------ Exercise passage

Fifty Years after Roe, the Job Isn’t Done

Fifty Years after Roe, the Job Isn’t Done

Author: Stan Guthrie
January 20, 2023

Ever since C. Everett Koop and Francis Schaeffer pricked our consciences, abortion has been on the front burner for socially minded evangelicals. Fifty years since Roe v. Wade, it’s time to ask whether it should remain there.

Claiming to represent the new center, an increasingly self-confident wing of sincere evangelicals thinks not.

In The Scandal of Evangelical Politics, Ron Sider, echoing a common complaint that pro-lifers believe that “life begins at conception and ends at birth,” defined the terms of the debate by asserting that starvation and second-hand smoke are also “sanctity of life” issues.

In other words, they seem to be saying that fighting legalized abortion—the deliberate, state- sanctioned taking of 60 million unborn human lives from their mothers’ wombs since 1973 (and the accompanying national guilt)—should simply be one item among many on an ever-expanding evangelical to-do list.

Yes, we have multiple responsibilities as Christians, and different callings. Starvation is indeed an important issue (one that many Christians are already faithfully addressing). But if everything is a priority, then nothing is.

Imagine an advisor telling Martin Luther King Jr. that he won’t be participating in the march from Selma to Montgomery because there is a “broader social agenda.” Rightly might King retort, “But we’re not finished!”

Jesus never turned his back on children. Will we?

Thanks to pregnancy care centers, ramped up adoption efforts, increased access to ultrasounds, and the judicious use of pro-life laws across the country, culminating in the recent Dobbs decision that finally overturned Roe vs. Wade, the number of abortions fell steadily for 30 years in America. Tragically, in the last few years we’ve seen an alarming reversal of this trend.

The job is far from finished. No, we will not all be called to picket or pray in front of an abortion clinic or pass legislation or support an unwed mother in practical ways or adopt a child or write letters to the editor. But we all can do something.

Opposing abortion is not simply one more item on crowded evangelical agendas. It is our sacred duty. As Scripture says,

     Rescue those who are being taken away to death;
         hold back those who are stumbling to the slaughter.
     If you say, “Behold, we did not know this,”
         does not he who weighs the heart perceive it?
     Does not he who keeps watch over your soul know it,
         and will he not repay man according to his work?

Whatever other good deeds we are called to do—and there are many—we cannot say abortion is someone else’s business. It’s our business.


Stan Guthrie is minister of communications for New Covenant Church of Naperville.

------------
------ Dataset entries

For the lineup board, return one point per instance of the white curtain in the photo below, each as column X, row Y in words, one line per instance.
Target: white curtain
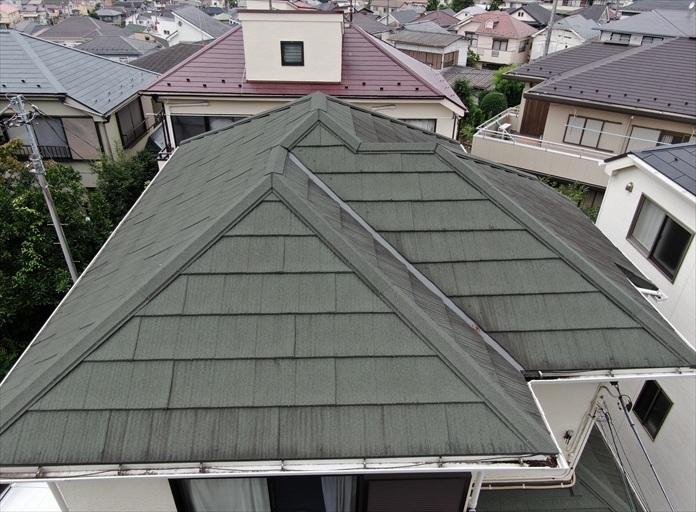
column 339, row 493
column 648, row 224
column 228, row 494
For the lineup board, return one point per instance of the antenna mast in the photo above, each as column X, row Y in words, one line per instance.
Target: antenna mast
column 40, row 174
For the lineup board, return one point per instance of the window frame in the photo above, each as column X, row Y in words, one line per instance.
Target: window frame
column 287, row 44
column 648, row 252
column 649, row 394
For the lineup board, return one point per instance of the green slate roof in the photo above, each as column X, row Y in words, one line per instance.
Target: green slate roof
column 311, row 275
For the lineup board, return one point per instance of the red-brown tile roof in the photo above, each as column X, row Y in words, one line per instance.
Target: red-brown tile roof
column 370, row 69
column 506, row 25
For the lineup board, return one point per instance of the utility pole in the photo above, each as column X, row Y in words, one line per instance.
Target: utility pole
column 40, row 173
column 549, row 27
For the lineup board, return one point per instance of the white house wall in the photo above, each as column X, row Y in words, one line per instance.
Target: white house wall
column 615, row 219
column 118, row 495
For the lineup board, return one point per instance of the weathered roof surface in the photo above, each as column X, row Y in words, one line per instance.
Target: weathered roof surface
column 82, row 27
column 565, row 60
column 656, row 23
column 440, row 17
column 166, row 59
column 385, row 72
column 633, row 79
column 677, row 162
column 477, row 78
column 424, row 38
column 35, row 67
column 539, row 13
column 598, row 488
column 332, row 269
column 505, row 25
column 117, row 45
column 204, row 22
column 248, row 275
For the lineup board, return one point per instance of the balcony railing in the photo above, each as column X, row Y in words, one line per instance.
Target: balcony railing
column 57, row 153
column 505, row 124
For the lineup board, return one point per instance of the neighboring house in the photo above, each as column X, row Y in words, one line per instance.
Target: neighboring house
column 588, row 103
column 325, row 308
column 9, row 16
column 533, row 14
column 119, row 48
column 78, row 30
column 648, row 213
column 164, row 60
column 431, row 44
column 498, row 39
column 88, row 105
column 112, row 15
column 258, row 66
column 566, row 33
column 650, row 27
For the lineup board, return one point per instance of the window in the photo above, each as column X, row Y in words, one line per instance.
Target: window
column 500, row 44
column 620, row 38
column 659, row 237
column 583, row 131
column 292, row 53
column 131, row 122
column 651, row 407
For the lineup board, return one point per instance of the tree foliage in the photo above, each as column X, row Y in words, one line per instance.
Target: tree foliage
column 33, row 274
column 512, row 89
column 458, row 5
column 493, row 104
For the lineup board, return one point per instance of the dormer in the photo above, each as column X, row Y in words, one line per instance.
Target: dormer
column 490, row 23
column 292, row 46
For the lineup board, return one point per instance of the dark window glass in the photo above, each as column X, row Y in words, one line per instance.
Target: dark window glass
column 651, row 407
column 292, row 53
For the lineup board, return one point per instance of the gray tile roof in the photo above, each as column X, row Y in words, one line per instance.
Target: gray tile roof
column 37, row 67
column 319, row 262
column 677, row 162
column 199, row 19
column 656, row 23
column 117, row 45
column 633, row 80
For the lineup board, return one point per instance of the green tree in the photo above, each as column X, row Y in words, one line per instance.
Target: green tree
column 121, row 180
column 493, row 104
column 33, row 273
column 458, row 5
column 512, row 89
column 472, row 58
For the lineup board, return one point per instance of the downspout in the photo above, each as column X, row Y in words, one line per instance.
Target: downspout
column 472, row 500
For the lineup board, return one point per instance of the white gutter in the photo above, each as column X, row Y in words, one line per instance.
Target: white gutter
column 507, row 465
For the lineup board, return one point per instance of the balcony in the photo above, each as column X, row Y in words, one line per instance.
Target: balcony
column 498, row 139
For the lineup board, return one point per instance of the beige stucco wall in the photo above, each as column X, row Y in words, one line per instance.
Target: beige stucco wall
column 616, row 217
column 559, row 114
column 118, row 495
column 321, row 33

------------
------ Dataset entries

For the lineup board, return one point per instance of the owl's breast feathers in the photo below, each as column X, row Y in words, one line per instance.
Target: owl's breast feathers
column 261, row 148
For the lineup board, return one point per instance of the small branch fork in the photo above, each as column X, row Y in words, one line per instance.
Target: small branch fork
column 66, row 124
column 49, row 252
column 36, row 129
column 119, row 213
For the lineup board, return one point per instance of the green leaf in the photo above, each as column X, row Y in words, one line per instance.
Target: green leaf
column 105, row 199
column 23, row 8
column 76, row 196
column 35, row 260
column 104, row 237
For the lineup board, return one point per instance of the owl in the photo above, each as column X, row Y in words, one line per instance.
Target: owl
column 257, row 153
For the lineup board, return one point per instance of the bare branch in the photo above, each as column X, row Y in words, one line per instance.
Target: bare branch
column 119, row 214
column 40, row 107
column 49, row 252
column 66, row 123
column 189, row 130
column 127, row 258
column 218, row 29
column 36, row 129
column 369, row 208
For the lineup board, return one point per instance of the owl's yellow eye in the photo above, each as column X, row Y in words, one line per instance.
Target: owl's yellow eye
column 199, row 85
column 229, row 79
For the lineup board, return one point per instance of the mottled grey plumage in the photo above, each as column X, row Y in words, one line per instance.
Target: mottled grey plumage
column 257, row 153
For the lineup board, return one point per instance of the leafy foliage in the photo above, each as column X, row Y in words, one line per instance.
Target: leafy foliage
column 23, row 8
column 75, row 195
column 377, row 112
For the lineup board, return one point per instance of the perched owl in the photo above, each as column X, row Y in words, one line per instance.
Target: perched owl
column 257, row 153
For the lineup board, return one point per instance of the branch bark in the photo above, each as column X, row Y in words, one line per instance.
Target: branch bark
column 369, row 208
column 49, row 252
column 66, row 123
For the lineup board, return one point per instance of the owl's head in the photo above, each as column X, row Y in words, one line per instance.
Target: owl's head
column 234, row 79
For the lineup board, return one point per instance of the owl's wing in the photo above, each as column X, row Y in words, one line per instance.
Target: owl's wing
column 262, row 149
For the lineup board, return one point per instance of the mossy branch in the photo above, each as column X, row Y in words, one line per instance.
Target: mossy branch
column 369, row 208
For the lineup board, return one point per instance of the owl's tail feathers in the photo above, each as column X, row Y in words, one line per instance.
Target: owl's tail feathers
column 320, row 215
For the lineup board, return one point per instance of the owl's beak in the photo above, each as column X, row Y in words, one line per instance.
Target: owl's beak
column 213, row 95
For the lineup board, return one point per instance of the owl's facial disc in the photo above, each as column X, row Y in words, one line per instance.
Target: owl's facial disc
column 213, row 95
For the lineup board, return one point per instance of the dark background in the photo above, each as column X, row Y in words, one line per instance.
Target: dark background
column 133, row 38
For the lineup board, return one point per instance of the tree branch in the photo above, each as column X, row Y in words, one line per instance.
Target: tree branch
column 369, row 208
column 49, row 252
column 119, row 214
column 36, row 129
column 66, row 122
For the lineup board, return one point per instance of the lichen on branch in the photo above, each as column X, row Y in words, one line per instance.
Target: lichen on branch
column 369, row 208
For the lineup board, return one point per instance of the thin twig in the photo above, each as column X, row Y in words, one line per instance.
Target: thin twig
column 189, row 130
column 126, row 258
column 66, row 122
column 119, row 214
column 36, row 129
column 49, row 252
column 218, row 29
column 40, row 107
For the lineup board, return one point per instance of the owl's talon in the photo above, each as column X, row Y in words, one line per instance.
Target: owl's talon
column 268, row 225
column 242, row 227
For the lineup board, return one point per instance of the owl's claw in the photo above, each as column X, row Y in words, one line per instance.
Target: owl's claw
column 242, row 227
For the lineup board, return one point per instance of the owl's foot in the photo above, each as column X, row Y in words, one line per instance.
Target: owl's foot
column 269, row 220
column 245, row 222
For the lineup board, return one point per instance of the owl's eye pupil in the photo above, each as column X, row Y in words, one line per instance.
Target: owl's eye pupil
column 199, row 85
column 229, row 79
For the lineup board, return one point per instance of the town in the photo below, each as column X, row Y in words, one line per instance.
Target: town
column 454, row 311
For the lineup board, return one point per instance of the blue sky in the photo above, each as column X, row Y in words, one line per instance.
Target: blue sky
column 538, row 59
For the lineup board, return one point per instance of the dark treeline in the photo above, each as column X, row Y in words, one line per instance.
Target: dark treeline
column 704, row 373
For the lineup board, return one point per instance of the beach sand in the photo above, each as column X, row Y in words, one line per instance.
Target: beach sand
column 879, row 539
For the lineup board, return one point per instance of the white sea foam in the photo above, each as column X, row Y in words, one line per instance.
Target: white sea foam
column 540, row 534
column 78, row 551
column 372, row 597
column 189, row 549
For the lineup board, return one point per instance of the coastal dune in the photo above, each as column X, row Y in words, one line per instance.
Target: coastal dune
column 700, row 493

------------

# [Tasks]
1. Using the Roe essay, decide whether each statement agrees with it: (a) The author says starvation is not an important issue. (b) Abortions in America fell steadily for 30 years. (c) The author says everyone will be called to picket in front of an abortion clinic. Answer yes or no for each, quoting the words that settle it.
2. Write out the part of the Roe essay starting with "The job is far" and going on through "to his work?".
The entries have nothing to do with this.

# [Answers for this exercise]
1.
(a) No: "Starvation is indeed an important issue"
(b) Yes: "the number of abortions fell steadily for 30 years in America"
(c) No: "No, we will not all be called to picket or pray in front of an abortion clinic"

2.
The job is far from finished. No, we will not all be called to picket or pray in front of an abortion clinic or pass legislation or support an unwed mother in practical ways or adopt a child or write letters to the editor. But we all can do something.

Opposing abortion is not simply one more item on crowded evangelical agendas. It is our sacred duty. As Scripture says,

     Rescue those who are being taken away to death;
         hold back those who are stumbling to the slaughter.
     If you say, “Behold, we did not know this,”
         does not he who weighs the heart perceive it?
     Does not he who keeps watch over your soul know it,
         and will he not repay man according to his work?